Consignes à suivre ▸
Pouvez-vous citer tel quel le passage du texte sur l’accord entre le Deportivo Alaves et le NK Rudes, de « En mai dernier, la » à « de développement inédite. » ?

En mai dernier, la présentation officielle de l’accord de coopération entre le Deportivo Alaves et le leader de la Druga liga (D2), le NK Rudes, avait de quoi surprendre. En effet, Rudes est le premier Club croate fonctionnant sur un partenariat stratégique avec un Club étranger. La poignée de main entre le président du NK Rudes, Ivan Knezevic, et le premier homme du groupe Baskonia-Alaves, Haritz Kerejeta, symbolise une nouveauté dans le football croate et à le mérite d’ouvrir une perspective de développement inédite.

« L’un de nos plus grands défis est l’internationalisation du Groupe. Cette coopération signée en novembre dernier entre Rudeš et Deportivo Alaves est une étape stratégique pour les deux équipes dans notre développement professionnel sportif. Rudeš est un club avec 60 ans d’histoire, avec lequel nous partageons des valeurs et nous voyons un grand potentiel de croissance. C’est  un grand plaisir de travailler avec Rudes et nous voulons que ce soit la première étape d’une série de succès. » [Communiqué du Deportivo Alaves]

Un accord gagnant/gagnant

L’histoire de ce projet, côté croate, a commencé avec les professeurs de la faculté de kinésiologie ayant travaillé avec le Club de basket-ball d’Alaves, le Baskonia. Les Espagnols ont alors réalisé qu’il pouvait être très rentable d’investir en Croatie afin d’obtenir des joueurs talentueux.

Cet accord de collaboration de nature sportive, financière, organisationnelle et administrative, valable pour les dix prochaines années et renouvelable à la fin de cette période, est clair. Il permet à Alaves de compter sur un partenaire stratégique dans les Balkans. En ligne de mire, les Basques visent l’arrivée dans leur club des talents de la région, via une sélection au NK Rudes qui formerait et polirait les talents bruts. L’accord prévoit d’ailleurs logiquement pour le Deportivo Alaves un droit préférentiel pour l’achat des joueurs du NK Rudes ainsi que la possibilité de faire signer des contrats directement avec les joueurs. Le finaliste de la dernière Copa del Rey et de la coupe UEFA 2000/01 a de grandes ambitions, passant donc par l’international et les Balkans. Pour l’anecdote, dans l’équipe de Liverpool de l’époque qui avait battu Alaves en finale de la coupe UEFA, figurait Igor Biscan, entraîneur de Rudes au moment de la signature du contrat et depuis parti monnayer ses compétences à L’Olimpija Ljubljana.

Données fournies ▸

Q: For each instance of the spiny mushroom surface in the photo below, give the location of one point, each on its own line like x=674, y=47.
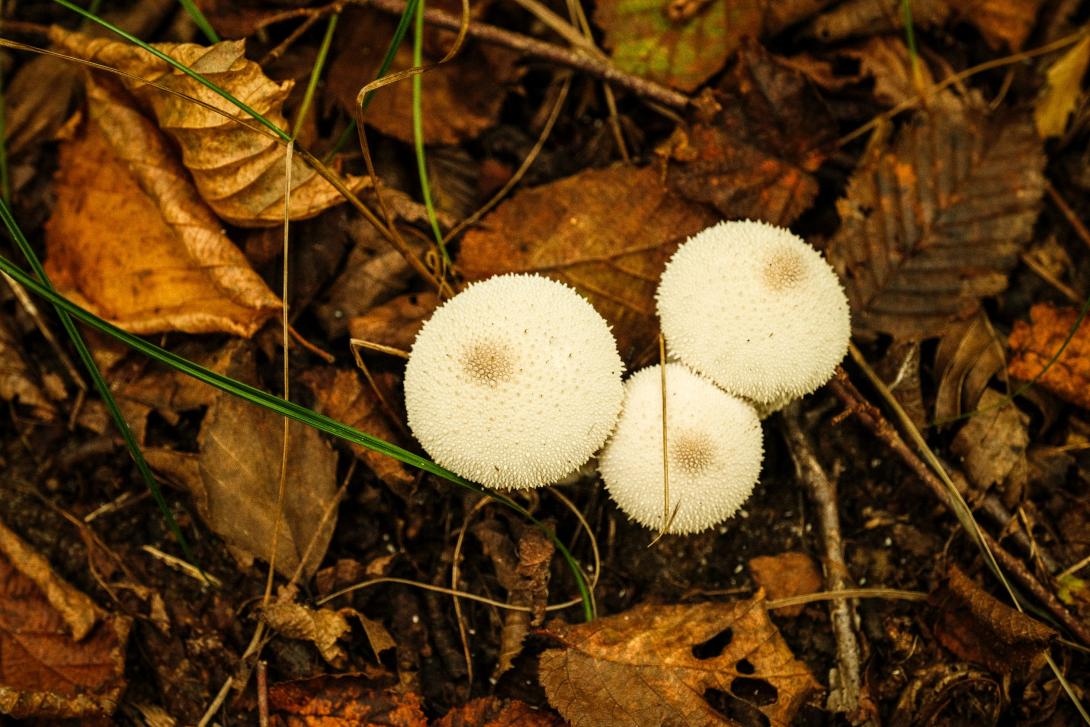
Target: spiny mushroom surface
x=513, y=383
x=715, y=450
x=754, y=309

--

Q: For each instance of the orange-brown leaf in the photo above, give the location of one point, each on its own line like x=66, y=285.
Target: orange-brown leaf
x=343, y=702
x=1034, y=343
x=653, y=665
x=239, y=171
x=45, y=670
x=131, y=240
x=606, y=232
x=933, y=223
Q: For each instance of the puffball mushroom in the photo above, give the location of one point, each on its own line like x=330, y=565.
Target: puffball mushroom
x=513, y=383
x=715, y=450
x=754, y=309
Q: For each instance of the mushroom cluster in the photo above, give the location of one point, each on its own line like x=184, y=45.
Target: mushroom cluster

* * *

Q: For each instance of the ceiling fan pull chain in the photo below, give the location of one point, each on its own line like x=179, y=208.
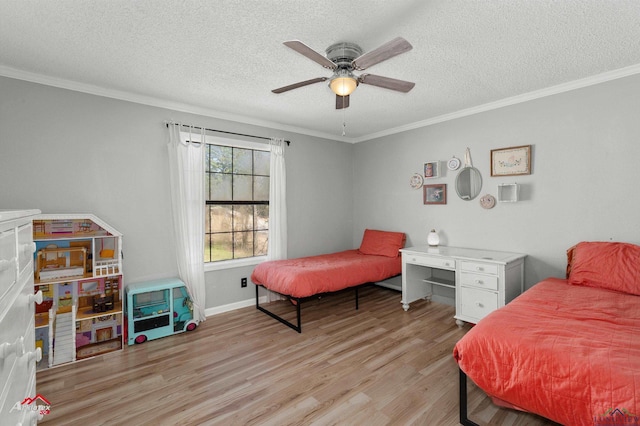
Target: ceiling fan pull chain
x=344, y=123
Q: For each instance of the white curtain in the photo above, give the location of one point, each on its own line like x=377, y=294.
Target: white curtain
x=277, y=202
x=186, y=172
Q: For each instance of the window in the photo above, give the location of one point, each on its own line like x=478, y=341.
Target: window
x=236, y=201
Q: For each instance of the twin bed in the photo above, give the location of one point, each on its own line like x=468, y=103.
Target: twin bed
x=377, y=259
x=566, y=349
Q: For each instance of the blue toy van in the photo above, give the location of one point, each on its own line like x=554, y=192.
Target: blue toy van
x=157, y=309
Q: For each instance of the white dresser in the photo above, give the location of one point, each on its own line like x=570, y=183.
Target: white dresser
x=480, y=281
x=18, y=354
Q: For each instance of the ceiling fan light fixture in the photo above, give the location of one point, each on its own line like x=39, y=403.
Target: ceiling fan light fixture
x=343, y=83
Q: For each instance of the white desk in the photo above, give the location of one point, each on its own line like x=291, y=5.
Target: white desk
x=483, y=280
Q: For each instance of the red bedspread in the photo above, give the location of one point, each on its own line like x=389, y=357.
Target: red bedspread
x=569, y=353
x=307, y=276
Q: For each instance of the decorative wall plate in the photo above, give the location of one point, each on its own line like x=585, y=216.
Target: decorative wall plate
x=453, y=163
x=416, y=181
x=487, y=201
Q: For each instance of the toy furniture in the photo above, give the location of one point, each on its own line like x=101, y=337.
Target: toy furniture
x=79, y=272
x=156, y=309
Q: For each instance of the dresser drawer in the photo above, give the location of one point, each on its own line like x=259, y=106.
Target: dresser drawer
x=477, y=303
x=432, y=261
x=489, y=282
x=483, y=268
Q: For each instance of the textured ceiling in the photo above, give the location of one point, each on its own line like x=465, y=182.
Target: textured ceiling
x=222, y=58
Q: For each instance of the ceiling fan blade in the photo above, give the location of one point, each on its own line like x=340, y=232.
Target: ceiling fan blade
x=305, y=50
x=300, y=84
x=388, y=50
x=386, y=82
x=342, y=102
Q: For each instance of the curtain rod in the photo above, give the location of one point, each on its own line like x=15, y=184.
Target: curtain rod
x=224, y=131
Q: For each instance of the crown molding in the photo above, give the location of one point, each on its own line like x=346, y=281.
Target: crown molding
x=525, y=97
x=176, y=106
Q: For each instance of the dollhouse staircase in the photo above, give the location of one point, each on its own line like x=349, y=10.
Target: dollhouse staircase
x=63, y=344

Réponse complète ▸
En mai dernier, la présentation officielle de l’accord de coopération entre le Deportivo Alaves et le leader de la Druga liga (D2), le NK Rudes, avait de quoi surprendre. En effet, Rudes est le premier Club croate fonctionnant sur un partenariat stratégique avec un Club étranger. La poignée de main entre le président du NK Rudes, Ivan Knezevic, et le premier homme du groupe Baskonia-Alaves, Haritz Kerejeta, symbolise une nouveauté dans le football croate et à le mérite d’ouvrir une perspective de développement inédite.